EXCERPT PROVIDED:
/---

Funny Tax Jokes Internal Revenue Service

The hardest thing in the world to understand is the income tax. Albert Einstein

1. Funny Tax Return

There was a man who made his tax returns promptly and properly only to find that he owed the IRS [Internal Revenue Service], in 1997, USD 3,407. [Somewhat less than £2,000] He packaged up his payment and included this letter:

Dear IRS,

Enclosed is my 1997 tax return and payment. Please take note of the attached article from the USA Today newspaper. In the article, you will see that the Pentagon is paying $171.50 for hammers and NASA has paid $600.00 for a toilet seat.

Please find enclosed four toilet seats (value $2400) and six hammers (value $1029).

This brings my total payment to $3429.00. Please note the overpayment of $22.00 and apply it to the ‘Presidential Election Fund’, as noted on my return. Might I suggest you then send the above-mentioned fund a ‘1.5-inch screw’. (See attached article – HUD paid $22.00 for a 1.5-inch Phillips Head Screw.)

It has been a pleasure to pay my tax bill this year, and I look forward to paying it again next year. I have just read an article about the Pentagon and ‘screwdrivers’.

\---

DATASET EXCERPTS:
/---

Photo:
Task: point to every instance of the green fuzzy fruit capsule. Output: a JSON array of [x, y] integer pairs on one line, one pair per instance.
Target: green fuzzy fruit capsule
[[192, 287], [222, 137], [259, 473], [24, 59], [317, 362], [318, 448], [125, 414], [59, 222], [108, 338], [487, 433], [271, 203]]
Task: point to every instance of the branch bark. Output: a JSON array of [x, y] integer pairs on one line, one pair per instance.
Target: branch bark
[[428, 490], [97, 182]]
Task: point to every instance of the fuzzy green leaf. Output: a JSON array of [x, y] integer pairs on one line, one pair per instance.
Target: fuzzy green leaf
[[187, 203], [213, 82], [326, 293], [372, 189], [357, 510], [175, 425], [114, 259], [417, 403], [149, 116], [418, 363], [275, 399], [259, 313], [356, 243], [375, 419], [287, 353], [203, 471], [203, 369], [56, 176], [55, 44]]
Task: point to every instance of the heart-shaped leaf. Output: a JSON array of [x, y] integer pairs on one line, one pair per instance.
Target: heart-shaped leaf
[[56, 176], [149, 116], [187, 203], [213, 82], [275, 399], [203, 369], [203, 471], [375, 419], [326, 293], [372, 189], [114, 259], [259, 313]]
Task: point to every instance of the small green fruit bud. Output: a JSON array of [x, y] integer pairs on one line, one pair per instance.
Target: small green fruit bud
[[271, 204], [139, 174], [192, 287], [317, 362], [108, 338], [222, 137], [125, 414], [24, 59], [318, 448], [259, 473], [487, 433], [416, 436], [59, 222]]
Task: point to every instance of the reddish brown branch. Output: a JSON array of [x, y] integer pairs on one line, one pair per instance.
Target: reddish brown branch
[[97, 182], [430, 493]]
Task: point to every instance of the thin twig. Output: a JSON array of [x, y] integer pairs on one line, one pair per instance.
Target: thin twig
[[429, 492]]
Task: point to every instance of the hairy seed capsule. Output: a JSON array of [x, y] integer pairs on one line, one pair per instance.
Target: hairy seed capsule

\---

WORK INSTRUCTIONS:
#1 From the tax jokes page, list every government body that the letter to the IRS names, including the IRS itself.
#2 Recast the paragraph of the tax jokes page that begins "This brings my total payment" as a short bulleted list that keeps its main facts.
#3 From the tax jokes page, extract the stretch from "This brings my" through "Phillips Head Screw.)".

RESPONSES:
#1
- IRS
- Pentagon
- NASA
- HUD

#2
- Total payment: $3429.00
- Overpayment: $22.00, to go to the Presidential Election Fund as noted on the return
- Suggestion: send that fund a 1.5-inch screw, since HUD paid $22.00 for a 1.5-inch Phillips Head Screw

#3
This brings my total payment to $3429.00. Please note the overpayment of $22.00 and apply it to the ‘Presidential Election Fund’, as noted on my return. Might I suggest you then send the above-mentioned fund a ‘1.5-inch screw’. (See attached article – HUD paid $22.00 for a 1.5-inch Phillips Head Screw.)